- [What the task requires]:
Return exactly the lines below, starting with the one that has "Query: bear's fur" and going on through the one that has "the shirt collar".

- [Extracted material]:
────────────────────

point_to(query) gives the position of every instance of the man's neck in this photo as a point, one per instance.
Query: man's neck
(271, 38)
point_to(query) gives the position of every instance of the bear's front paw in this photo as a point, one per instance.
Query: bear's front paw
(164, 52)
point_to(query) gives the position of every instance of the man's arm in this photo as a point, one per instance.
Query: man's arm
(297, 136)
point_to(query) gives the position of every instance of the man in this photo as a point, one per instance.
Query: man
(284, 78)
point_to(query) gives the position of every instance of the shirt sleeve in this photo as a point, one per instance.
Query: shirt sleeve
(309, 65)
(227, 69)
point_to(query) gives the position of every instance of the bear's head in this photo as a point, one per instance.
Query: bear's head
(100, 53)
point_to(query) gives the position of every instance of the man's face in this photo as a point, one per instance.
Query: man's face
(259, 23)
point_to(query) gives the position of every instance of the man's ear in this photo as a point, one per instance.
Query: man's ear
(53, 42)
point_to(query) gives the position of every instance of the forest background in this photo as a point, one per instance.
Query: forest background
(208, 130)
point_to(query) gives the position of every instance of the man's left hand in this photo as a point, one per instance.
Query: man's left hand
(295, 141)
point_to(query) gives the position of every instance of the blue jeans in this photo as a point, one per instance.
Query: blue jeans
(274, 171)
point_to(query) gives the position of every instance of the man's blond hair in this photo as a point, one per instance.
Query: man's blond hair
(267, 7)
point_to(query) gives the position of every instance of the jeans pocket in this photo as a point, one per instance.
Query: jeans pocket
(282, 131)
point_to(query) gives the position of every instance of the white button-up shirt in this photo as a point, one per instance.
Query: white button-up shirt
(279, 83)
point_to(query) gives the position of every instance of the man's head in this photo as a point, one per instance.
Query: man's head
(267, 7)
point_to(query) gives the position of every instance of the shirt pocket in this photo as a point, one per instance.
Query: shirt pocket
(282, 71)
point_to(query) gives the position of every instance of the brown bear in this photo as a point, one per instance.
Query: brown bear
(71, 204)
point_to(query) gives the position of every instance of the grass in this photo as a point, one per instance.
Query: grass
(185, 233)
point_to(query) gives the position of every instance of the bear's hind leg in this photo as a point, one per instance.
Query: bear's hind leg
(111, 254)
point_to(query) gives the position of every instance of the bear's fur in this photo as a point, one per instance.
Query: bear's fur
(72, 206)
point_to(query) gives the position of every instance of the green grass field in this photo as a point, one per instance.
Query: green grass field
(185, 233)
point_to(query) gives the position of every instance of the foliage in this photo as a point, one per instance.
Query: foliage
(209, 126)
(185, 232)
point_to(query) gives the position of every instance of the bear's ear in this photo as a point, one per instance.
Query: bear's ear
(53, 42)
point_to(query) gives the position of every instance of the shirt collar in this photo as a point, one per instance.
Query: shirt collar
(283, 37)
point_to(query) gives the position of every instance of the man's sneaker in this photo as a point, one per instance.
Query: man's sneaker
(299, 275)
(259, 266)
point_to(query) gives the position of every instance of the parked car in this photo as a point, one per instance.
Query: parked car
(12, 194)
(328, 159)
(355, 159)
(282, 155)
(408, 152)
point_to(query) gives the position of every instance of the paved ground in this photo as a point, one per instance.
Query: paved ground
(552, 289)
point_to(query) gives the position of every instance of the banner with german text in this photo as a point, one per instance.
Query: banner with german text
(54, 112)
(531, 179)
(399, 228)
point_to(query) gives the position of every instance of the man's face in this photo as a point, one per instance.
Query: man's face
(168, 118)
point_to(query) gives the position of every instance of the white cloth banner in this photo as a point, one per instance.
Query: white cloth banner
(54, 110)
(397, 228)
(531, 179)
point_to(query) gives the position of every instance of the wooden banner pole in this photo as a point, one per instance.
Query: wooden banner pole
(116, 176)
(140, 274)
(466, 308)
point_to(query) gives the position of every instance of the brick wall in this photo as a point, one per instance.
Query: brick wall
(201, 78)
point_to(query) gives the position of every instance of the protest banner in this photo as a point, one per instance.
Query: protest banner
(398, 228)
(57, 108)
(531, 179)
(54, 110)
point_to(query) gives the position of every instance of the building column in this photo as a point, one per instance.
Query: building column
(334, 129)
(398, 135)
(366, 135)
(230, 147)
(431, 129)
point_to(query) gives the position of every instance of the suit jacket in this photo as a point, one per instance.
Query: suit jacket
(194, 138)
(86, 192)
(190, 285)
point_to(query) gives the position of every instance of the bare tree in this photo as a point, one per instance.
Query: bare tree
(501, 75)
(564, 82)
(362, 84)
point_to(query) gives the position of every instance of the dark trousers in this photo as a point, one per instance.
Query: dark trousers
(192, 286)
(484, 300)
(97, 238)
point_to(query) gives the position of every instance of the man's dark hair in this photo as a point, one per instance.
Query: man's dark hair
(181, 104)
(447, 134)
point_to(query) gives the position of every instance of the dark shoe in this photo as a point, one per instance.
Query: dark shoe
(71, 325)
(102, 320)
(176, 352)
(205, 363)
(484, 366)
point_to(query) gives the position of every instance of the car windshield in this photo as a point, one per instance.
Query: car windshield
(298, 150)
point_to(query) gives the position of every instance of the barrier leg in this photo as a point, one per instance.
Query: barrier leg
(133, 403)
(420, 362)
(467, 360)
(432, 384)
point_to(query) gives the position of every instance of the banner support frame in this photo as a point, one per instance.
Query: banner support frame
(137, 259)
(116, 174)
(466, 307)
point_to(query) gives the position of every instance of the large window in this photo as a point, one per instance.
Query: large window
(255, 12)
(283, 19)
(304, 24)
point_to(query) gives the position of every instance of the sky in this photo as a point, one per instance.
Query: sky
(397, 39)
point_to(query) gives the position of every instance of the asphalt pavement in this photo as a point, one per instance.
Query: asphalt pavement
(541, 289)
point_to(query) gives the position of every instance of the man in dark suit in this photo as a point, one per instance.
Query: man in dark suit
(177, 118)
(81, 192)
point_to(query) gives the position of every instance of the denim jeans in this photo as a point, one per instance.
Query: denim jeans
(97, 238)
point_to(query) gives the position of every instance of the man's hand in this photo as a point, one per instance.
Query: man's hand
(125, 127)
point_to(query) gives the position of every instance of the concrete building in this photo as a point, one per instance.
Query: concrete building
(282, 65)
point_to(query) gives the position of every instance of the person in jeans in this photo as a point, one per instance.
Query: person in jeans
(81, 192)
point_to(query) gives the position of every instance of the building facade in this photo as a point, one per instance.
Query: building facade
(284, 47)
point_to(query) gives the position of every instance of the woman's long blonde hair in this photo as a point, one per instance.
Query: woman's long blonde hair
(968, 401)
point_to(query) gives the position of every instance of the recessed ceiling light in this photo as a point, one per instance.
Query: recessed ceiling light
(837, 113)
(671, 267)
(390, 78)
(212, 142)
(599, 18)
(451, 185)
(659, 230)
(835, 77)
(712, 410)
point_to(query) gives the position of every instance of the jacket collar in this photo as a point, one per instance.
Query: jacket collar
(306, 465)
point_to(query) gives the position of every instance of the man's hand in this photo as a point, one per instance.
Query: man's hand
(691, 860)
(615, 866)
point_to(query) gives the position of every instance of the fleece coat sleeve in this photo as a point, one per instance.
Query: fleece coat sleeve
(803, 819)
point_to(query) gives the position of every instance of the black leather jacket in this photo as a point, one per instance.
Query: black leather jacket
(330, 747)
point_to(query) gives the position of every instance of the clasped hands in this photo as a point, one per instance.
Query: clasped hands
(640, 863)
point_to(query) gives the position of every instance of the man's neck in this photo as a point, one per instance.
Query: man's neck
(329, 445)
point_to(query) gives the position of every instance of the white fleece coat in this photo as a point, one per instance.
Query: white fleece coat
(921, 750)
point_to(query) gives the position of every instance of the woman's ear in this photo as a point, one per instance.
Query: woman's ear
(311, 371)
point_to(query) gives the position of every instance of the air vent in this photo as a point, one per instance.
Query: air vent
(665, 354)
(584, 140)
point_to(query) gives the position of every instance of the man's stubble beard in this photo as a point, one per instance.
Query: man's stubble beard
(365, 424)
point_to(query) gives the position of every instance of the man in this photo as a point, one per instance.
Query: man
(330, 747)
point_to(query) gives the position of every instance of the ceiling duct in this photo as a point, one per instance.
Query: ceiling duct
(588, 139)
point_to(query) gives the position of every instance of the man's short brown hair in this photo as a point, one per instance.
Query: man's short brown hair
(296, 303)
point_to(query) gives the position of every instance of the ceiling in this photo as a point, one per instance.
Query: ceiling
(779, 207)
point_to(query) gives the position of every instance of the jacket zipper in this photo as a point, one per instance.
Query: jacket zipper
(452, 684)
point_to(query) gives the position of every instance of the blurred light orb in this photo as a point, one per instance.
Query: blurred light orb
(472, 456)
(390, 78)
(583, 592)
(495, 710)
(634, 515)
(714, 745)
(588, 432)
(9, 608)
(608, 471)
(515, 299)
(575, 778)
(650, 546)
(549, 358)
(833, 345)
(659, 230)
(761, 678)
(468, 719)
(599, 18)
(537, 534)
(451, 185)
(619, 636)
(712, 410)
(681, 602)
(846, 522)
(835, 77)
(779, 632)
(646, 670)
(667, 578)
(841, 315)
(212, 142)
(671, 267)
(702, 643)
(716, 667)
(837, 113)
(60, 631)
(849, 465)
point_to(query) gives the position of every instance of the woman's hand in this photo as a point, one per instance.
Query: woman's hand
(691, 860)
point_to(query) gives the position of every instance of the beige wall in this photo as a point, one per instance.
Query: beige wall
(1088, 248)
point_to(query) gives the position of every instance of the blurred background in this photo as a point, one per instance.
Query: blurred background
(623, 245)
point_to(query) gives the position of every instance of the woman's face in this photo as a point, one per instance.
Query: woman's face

────────────────────

- [Solution]:
Query: bear's fur
(72, 206)
point_to(query) gives the position of every instance of the green grass field in this photo as a point, one per instance.
Query: green grass field
(185, 233)
point_to(query) gives the position of every instance of the foliage in this photo as a point, one per instance.
Query: foliage
(209, 126)
(185, 232)
point_to(query) gives the position of every instance of the bear's ear in this photo as a point, one per instance.
Query: bear's ear
(53, 42)
point_to(query) gives the position of every instance of the shirt collar in this photo as a point, one per instance.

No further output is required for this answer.